Aim of the task:
Copy the records below word for word, from the line containing "Could you point at the asphalt" through the last line of the records, inclusive.
— BEGIN Records provided —
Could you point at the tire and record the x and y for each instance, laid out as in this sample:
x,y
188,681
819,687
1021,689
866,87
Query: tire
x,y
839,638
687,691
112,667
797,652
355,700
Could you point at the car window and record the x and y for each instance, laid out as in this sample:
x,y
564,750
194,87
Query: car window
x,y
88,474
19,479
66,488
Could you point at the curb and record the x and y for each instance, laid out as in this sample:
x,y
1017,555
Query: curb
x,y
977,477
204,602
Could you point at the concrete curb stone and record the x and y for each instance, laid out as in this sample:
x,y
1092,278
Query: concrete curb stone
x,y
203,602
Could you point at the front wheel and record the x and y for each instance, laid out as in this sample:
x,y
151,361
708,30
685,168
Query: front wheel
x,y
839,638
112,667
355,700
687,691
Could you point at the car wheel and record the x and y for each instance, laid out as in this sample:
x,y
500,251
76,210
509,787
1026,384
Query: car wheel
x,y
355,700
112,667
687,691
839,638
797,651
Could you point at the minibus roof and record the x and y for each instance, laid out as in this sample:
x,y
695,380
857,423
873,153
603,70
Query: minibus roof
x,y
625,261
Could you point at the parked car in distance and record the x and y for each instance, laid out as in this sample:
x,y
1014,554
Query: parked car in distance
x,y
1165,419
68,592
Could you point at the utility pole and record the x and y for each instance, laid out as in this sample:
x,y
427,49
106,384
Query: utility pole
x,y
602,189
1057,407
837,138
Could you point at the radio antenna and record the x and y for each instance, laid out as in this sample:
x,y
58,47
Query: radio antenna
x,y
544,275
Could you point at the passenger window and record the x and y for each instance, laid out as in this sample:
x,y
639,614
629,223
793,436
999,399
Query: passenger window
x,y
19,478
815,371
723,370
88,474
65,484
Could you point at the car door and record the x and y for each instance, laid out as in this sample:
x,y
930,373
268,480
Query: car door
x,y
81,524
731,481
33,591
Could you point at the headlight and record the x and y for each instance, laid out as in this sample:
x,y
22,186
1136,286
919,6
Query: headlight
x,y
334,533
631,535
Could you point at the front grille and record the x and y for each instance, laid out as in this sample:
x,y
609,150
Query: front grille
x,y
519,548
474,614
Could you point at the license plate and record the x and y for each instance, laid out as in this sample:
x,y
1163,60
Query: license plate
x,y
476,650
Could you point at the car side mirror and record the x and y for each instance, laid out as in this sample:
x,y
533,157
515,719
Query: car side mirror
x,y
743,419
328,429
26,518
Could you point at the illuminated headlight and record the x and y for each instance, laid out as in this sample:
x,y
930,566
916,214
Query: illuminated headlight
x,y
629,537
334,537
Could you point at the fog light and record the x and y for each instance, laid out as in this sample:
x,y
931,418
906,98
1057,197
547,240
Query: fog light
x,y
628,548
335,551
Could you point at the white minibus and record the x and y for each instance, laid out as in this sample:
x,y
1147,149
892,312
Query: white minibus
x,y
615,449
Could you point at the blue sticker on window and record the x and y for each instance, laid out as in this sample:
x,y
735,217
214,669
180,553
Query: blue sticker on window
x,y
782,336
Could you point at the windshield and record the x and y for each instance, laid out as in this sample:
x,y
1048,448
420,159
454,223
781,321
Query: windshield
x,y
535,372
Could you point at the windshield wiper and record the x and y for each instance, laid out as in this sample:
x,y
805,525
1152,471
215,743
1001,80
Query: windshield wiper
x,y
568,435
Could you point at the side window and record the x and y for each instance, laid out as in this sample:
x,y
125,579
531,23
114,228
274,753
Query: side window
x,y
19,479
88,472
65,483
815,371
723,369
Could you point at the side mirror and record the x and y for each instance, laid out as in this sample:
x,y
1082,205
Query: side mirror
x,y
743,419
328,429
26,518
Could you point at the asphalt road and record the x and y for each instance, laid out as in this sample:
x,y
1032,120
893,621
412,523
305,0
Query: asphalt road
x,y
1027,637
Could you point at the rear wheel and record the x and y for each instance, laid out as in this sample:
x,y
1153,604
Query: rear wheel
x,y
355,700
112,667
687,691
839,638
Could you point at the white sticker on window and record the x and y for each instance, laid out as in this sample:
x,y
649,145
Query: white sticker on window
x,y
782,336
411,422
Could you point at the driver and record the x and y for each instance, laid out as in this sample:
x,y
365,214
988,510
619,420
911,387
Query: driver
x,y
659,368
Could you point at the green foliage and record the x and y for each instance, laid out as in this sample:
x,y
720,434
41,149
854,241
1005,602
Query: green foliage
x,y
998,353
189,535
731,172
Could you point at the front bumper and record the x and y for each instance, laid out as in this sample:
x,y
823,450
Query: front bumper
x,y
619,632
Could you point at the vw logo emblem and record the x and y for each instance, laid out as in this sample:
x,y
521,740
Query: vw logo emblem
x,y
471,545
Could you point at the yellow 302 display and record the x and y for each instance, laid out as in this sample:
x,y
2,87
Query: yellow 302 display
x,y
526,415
— END Records provided —
Answer:
Could you point at the asphalt road and record the x and y for each instance, laid out as in this sample:
x,y
1032,120
893,621
412,523
305,0
Query: asphalt road
x,y
1027,637
Could you point at the rear wheel and record the x and y for each instance, laid out as in this sample:
x,y
1153,604
Query: rear wheel
x,y
355,700
112,667
687,691
839,638
Could you point at the white sticker on window and record the x and y for each instance, laid out as in this sample:
x,y
649,145
Query: white sticker on window
x,y
782,336
411,422
Could you point at the driver and record the x and y for each instance, laid out as in this sample:
x,y
365,214
988,510
619,420
911,387
Query: driver
x,y
659,368
Could you point at the green foliage and record the x and y for each instance, laid out as in this sample:
x,y
720,434
41,149
854,241
1005,602
Query: green foliage
x,y
998,353
189,535
731,172
Could you point at the front bumper and record the x and y for each instance, laid out as in this sample:
x,y
823,450
Query: front bumper
x,y
619,632
Could you point at the vw logo emblem and record the x and y for each instance, laid out as in this sample:
x,y
521,740
Query: vw logo emblem
x,y
471,545
Could you point at the yellow 302 display and record the x and y for each instance, laid out as in this sample:
x,y
2,87
Query: yellow 302 display
x,y
526,415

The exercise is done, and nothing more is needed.